Gerald F. Davis

American sociologist

Gerald Fredrick (Jerry) Davis (born 1961) is an American sociologist, and Professor of Sociology at the University of Michigan, known for his work on corporate networks, social movements and organization theory.

Quotes edit

  • Organization theory is the branch of sociology that studies organizations as distinct units in society. The organizations examined range from sole proprietorships, hospitals and community-based non-profit organizations to vast global corporations. The field’s domain includes questions of how organizations are structured, how they are linked to other organizations, and how these structures and linkages change over time. Although it has roots in administrative theories, Weber’s theory of bureaucracy, the theory of the firm in microeconomics, and Coase’s theory of firm boundaries, organization theory as a distinct domain of sociology can be traced to the late 1950s and particularly to the work of the Carnegie School. In addition to sociology, organization theory draws on theory in economics, political science and psychology, and the range of questions addressed reflects this disciplinary diversity. While early work focused on specific questions about organizations per se – for instance, why hierarchy is so common, or how businesses set prices – later work increasingly studied organizations and their environments, and ultimately organizations as building blocks of society. Organization theory can thus be seen as a family of mechanisms for analysing social outcomes.
    • Gerald F. Davis (2013). "Organizational theory," in: Jens Beckert & Milan Zafirovski (eds.) International Encyclopedia of Economic Sociology, p. 484-488

"Agents without principles?" 1991 edit

Gerald F. Davis, "Agents without principles? The spread of the poison pill through the intercorporate network." Administrative science quarterly (1991): 583-613.
◆ ◆ ◆ ◆
#### COMPLETE THE FOLLOWING
a - Answer these questions from the text on Gerald F. Davis:
(i) At which university is Davis a professor of sociology?
(ii) To what period and to whose work can organization theory as a distinct domain of sociology be traced?
(iii) In which journal and in what year did "Agents without principles?" appear?
b - Resume the text on Gerald F. Davis at the point where it stops.

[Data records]
◆ ◆ ◆ ◆
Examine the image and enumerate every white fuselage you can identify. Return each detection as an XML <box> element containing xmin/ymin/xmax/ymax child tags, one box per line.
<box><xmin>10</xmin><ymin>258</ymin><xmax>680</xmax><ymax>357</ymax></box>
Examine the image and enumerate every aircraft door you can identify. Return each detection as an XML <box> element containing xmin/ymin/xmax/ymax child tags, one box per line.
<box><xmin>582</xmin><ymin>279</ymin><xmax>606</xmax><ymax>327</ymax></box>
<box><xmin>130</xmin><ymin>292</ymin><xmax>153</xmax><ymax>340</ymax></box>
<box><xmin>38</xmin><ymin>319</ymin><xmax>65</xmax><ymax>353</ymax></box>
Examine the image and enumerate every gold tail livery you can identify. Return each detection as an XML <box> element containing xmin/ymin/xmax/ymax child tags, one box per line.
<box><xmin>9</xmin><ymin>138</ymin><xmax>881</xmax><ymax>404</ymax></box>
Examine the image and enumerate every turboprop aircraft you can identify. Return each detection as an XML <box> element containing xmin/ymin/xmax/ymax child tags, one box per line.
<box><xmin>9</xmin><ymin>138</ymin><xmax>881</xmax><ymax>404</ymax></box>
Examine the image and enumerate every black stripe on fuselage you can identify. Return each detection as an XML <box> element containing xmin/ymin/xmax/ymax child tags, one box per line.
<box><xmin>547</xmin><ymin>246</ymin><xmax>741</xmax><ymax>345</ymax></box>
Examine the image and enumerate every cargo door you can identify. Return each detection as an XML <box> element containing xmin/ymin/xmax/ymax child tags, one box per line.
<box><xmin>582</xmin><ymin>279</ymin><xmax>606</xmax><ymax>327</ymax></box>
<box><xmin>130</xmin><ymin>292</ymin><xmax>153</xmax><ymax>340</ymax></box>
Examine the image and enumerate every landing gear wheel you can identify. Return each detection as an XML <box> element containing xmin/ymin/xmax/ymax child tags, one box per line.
◆ ◆ ◆ ◆
#### YOUR RESPONSES
a -
(i) The University of Michigan.
(ii) The late 1950s, particularly the work of the Carnegie School.
(iii) Administrative science quarterly, in 1991.

b -
  • This study compares the agency theory of the firm with interorganizational theory in examining the factors associated with the adoption of the poison pill-a takeover defense issued by a firm's board of directors that can dramatically increase the cost that a hostile buyer would have to pay to acquire the firm-by a panel of Fortune 500 firms between July 1984 and August 1989. The pill's rapid spread is traced to a combination of ownership structure and other firm-level factors and an interlock network diffusion process. The results support a social structural perspective on the market for corporate control in which the interlock network provides a social context favoring continued managerial dominance. The findings are also more consistent with models of cohesion rather than structural equivalence as the social structural mechanism responsible for diffusion.
    • p. 538 ; Abstract

Organizations and organizing, 2007 edit

W. Richard Scott and Gerald F. Davis. Organizations and organizing: Rational, natural and open systems perspectives. Routledge, 2007; 2015.

See W. Richard Scott#Organizations and organizing, 2007

Quotes about Gerald F. Davis edit

  • Davis’s research is broadly concerned with the effects of finance on society. Recent writings examine how ideas about corporate social responsibility have evolved to meet changes in the structures and geographic footprint of multinational corporations; whether "shareholder capitalism" is still a viable model for economic development; how income inequality in an economy is related to corporate size and structure; why theories about organizations do (or do not) progress; how architecture shapes social networks and innovation in organizations; why stock markets spread to some countries and not others; and whether there exist viable organizational alternatives to shareholder-owned corporations in the United States.